> Problem a: Can you copy every entry that comes after the Uroš Živanović article word for word, leaving the pictures out?

> Page text:

########

Uroš Živanović

Personal information
- National team: Serbia
- Born: 30 June 2005 (age 21) Serbia and Montenegro

Sport
- Sport: Swimming
- Strokes: Breaststroke, freestyle
- Club: Dubočica

Medal record
Men's swimming
Representing Serbia
| Event | 1st | 2nd | 3rd |
| World Junior Championships | 1 | 1 | 0 |
| European Junior Championships | 0 | 0 | 1 |
| Total | 1 | 1 | 1 |
World Junior Championships
| Gold medal – first place | 2022 Lima | 50 m breaststroke |
| Silver medal – second place | 2022 Lima | 100 m breaststroke |
European Junior Championships
| Bronze medal – third place | 2022 Otopeni | 50 m breaststroke |

= Uroš Živanović =

Serbian swimmer

Uroš Živanović (born 30 June 2005) is a Serbian competitive swimmer. He won the world junior title and gold medal in the 50-metre breaststroke and the silver medal in the 100-metre breaststroke at the 2022 World Junior Championships. At the 2022 European Junior Championships, he won the bronze medal in the 50-metre breaststroke.

==Background==
Živanović was born 30 June 2005 in Serbia. He attends Gimnazija in Leskovac. He trains with and competes for swim club Dubočica.

==Career==
===2021–2022===
In July 2021, at the 2021 European Junior Swimming Championships, held in Rome, Italy, Živanović placed ninth in the 50-metre breaststroke with a time of 28.31 seconds, ninth in the 100-metre breaststroke with a time of 1:02.56, twelfth in the 4×100-metre mixed freestyle relay, 57th in the 50-metre butterfly with a 26.92, and 72nd in the 50-metre freestyle with a time of 24.72 seconds. At the 2022 European Junior Swimming Championships, held the following July in Otopeni, Romania, he won the bronze medal with a time of 27.69 seconds after swimming a personal best time of 27.64 seconds in the semifinals. In the 200-metre breaststroke, he swam a personal best time of 2:18.86 in the preliminary heats before placing fourteenth overall in the semifinals with a 2:19.25. In his third event of the Championships, the 100-metre breaststroke, he placed fourth with a time of 1:01.85, finishing 0.53 seconds behind bronze medalist Steijn Louter of the Netherlands.

====2022 European Aquatics Championships====
Živanović qualified for the 2022 European Aquatics Championships, contested starting 11 August at Foro Italico in Rome, Italy, in the 100-metre breaststroke and also entered to compete in the 50-metre breaststroke, 50-metre freestyle, and 100-metre freestyle. The first day of competition, he placed 33rd in the 100-metre breaststroke with a time of 1:03.00. On the second day, he finished in a personal best time of 52.10 seconds in the 100-metre freestyle preliminary heats to place 67th overall. Day four, he split a 50.59 for the anchor leg of the 4×100-metre freestyle relay to help place twelfth with a time of 3:18.15 in the preliminary heats. In the 50-metre breaststroke preliminary heats on day five, he placed 32nd overall with a time of 28.47 seconds. For his final event, he placed 66th in the 50-metre freestyle preliminary heats on day six with a personal best time of 23.98 seconds.

########

> Record list:
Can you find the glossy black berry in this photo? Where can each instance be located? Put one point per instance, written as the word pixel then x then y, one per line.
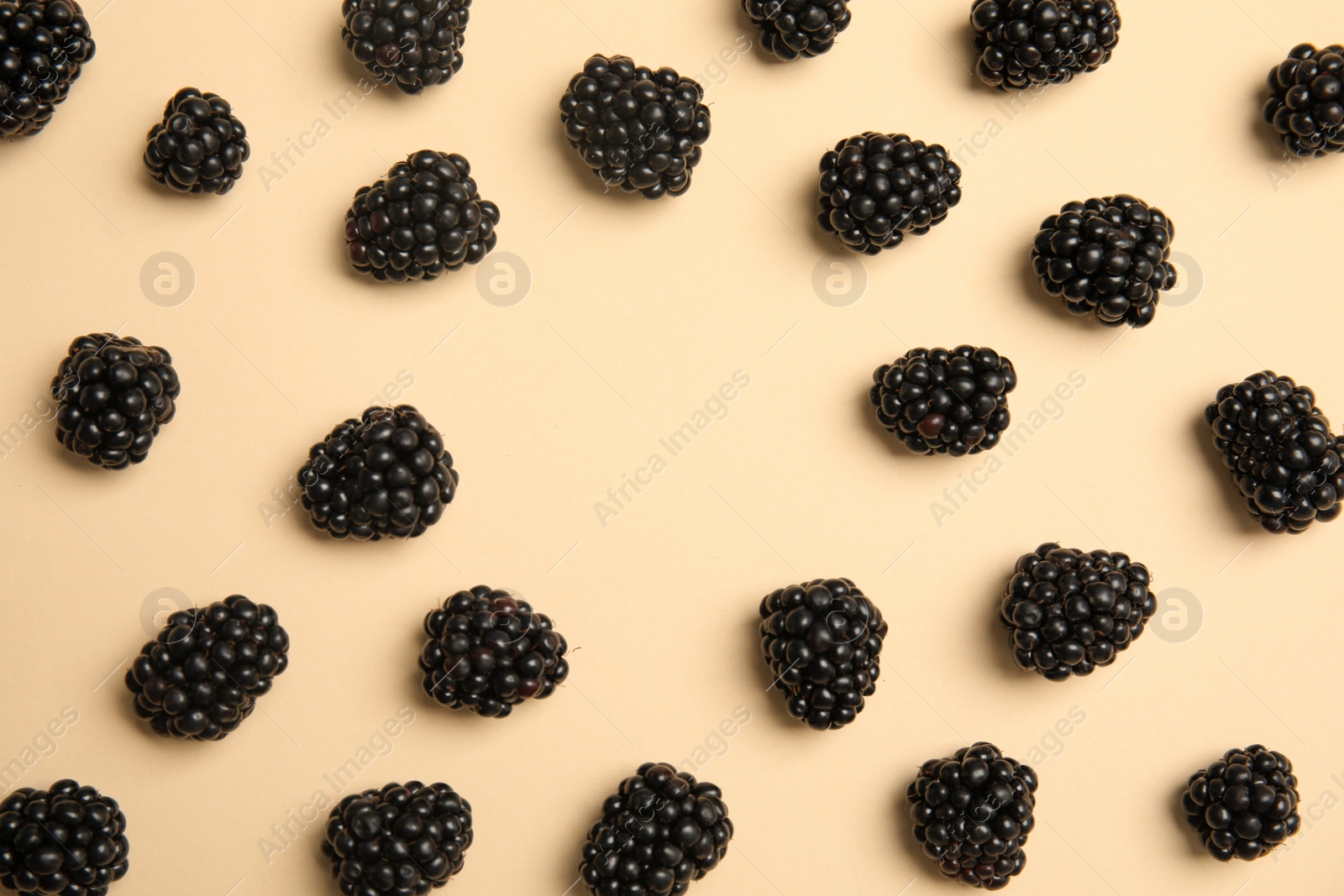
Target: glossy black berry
pixel 660 832
pixel 879 188
pixel 199 147
pixel 1280 452
pixel 945 402
pixel 1245 804
pixel 409 43
pixel 972 815
pixel 403 840
pixel 636 128
pixel 823 644
pixel 112 396
pixel 385 474
pixel 44 47
pixel 62 841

########

> Problem b:
Using the Uroš Živanović article, answer these:
(i) Which swim club does he compete for?
(ii) In what city and country were the 2022 European Junior Swimming Championships held?
(iii) What personal best time did he swim in the 50-metre freestyle on day six of the 2022 European Aquatics Championships?

> Reply a:
Can you find the glossy black berry in this photo? Where can each instance be located? Put one point per instance, written as the word pixel then x then y, one per line.
Target: glossy black berry
pixel 660 832
pixel 879 188
pixel 199 147
pixel 1280 452
pixel 945 402
pixel 1245 804
pixel 409 43
pixel 972 815
pixel 403 840
pixel 636 128
pixel 823 644
pixel 112 396
pixel 385 474
pixel 44 47
pixel 62 841

> Reply b:
(i) Dubočica
(ii) Otopeni, Romania
(iii) 23.98 seconds